+++ SUPPLIED DATA +++

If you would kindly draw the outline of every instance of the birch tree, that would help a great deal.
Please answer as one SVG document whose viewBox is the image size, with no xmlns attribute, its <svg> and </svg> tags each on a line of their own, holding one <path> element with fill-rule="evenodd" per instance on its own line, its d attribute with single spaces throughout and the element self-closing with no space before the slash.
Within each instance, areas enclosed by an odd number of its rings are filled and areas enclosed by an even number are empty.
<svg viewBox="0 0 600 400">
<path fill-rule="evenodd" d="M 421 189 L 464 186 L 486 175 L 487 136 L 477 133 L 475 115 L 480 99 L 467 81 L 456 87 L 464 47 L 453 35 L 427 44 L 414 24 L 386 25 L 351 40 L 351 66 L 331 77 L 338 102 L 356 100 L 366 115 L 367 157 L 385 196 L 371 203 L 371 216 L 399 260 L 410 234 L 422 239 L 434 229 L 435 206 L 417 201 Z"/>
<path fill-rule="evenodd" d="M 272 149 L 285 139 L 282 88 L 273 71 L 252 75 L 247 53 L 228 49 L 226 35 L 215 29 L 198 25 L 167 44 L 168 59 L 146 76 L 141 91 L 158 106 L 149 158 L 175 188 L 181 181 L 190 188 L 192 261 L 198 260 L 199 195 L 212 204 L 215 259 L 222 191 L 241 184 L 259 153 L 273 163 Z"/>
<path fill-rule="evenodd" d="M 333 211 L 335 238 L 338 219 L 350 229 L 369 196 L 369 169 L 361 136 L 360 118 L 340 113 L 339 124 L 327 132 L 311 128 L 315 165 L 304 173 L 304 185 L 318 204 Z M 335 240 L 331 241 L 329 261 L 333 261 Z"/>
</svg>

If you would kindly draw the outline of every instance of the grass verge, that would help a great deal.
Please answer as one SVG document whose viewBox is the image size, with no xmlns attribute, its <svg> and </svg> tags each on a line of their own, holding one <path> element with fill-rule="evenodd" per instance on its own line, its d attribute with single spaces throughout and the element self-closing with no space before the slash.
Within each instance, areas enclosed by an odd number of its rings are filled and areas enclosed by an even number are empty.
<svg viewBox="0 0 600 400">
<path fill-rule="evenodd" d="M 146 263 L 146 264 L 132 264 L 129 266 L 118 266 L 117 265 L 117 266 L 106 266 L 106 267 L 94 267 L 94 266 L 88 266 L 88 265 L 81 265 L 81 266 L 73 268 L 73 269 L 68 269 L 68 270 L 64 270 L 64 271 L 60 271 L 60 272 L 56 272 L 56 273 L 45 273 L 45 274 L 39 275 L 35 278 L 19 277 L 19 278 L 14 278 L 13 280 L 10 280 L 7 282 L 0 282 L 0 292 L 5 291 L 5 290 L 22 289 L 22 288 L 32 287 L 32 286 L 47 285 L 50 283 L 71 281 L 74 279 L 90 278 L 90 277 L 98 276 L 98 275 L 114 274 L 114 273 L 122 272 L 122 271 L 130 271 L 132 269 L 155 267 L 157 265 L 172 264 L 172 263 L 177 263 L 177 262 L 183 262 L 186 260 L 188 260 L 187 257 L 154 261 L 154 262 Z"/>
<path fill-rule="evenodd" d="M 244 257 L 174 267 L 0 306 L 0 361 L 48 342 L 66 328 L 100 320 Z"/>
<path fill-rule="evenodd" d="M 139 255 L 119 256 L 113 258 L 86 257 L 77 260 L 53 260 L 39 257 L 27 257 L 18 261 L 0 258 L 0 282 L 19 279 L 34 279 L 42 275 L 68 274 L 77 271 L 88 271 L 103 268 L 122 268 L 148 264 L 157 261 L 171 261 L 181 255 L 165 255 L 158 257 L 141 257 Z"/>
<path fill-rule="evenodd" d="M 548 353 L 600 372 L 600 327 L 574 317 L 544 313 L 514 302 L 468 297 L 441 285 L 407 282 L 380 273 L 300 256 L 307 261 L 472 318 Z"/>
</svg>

+++

■ ACTION ITEM:
Copy every record exactly as presented.

■ WRITTEN RESPONSE:
If you would kindly draw the outline of every instance of the birch tree, that would help a great deal.
Please answer as one SVG document whose viewBox is the image size, with no xmlns attribute, its <svg> and </svg> tags each on a line of their own, holding one <path> element with fill-rule="evenodd" per instance on its own line, its d attribute with single spaces throughout and the element self-closing with no space before the slash.
Within each instance, areas enclosed by an odd number of its rings are filled and areas enclosed by an even number are empty.
<svg viewBox="0 0 600 400">
<path fill-rule="evenodd" d="M 421 189 L 464 186 L 486 175 L 487 136 L 477 133 L 475 115 L 480 99 L 467 81 L 456 87 L 464 47 L 453 35 L 427 44 L 414 24 L 386 25 L 351 40 L 351 66 L 331 77 L 338 102 L 356 100 L 366 115 L 367 157 L 385 196 L 371 203 L 371 216 L 399 260 L 410 234 L 422 239 L 434 229 L 435 206 L 417 201 Z"/>
<path fill-rule="evenodd" d="M 272 149 L 285 139 L 282 88 L 273 71 L 252 75 L 247 53 L 228 49 L 226 35 L 215 29 L 198 25 L 167 44 L 168 59 L 146 76 L 141 91 L 158 106 L 149 158 L 175 188 L 181 181 L 190 188 L 192 261 L 198 260 L 199 195 L 212 204 L 215 259 L 222 191 L 241 184 L 259 153 L 273 163 Z"/>
<path fill-rule="evenodd" d="M 333 211 L 335 238 L 338 219 L 350 229 L 369 196 L 369 169 L 361 136 L 360 118 L 340 113 L 339 124 L 327 132 L 311 128 L 315 165 L 304 173 L 304 185 L 318 204 Z M 335 240 L 331 241 L 329 261 L 333 261 Z"/>
</svg>

If you would kindly draw the outline of every instance of the grass verge, that would help a great deal.
Please answer as one SVG document whose viewBox is the image size, with no xmlns attribute, its <svg> and </svg> tags each on a line of their own, holding one <path> element with fill-rule="evenodd" per instance on its own line, its d attribute with single spaces throughout and the element self-closing with no space before the slash.
Within each instance, areas enclosed by an odd number of its rings are filled and areas enclosed by an even number are empty.
<svg viewBox="0 0 600 400">
<path fill-rule="evenodd" d="M 146 263 L 146 264 L 132 264 L 129 266 L 118 266 L 117 265 L 117 266 L 106 266 L 106 267 L 94 267 L 94 266 L 88 266 L 88 265 L 81 265 L 81 266 L 73 268 L 73 269 L 68 269 L 68 270 L 64 270 L 64 271 L 60 271 L 60 272 L 56 272 L 56 273 L 45 273 L 45 274 L 39 275 L 35 278 L 19 277 L 19 278 L 14 278 L 13 280 L 10 280 L 7 282 L 0 282 L 0 292 L 5 291 L 5 290 L 22 289 L 22 288 L 32 287 L 32 286 L 47 285 L 50 283 L 71 281 L 74 279 L 90 278 L 90 277 L 98 276 L 98 275 L 114 274 L 114 273 L 122 272 L 122 271 L 130 271 L 132 269 L 155 267 L 157 265 L 172 264 L 172 263 L 177 263 L 177 262 L 183 262 L 186 260 L 188 260 L 187 257 L 154 261 L 154 262 Z"/>
<path fill-rule="evenodd" d="M 244 257 L 174 267 L 0 306 L 0 361 L 48 342 L 66 328 L 100 320 Z"/>
<path fill-rule="evenodd" d="M 139 255 L 119 256 L 113 258 L 86 257 L 77 260 L 53 260 L 39 257 L 27 257 L 18 261 L 0 258 L 0 282 L 19 279 L 34 279 L 42 275 L 68 274 L 77 271 L 88 271 L 103 268 L 122 268 L 148 264 L 157 261 L 171 261 L 181 255 L 165 255 L 158 257 L 141 257 Z"/>
<path fill-rule="evenodd" d="M 548 353 L 600 372 L 600 327 L 574 317 L 544 313 L 514 302 L 468 297 L 441 285 L 407 282 L 380 273 L 300 256 L 307 261 L 472 318 Z"/>
</svg>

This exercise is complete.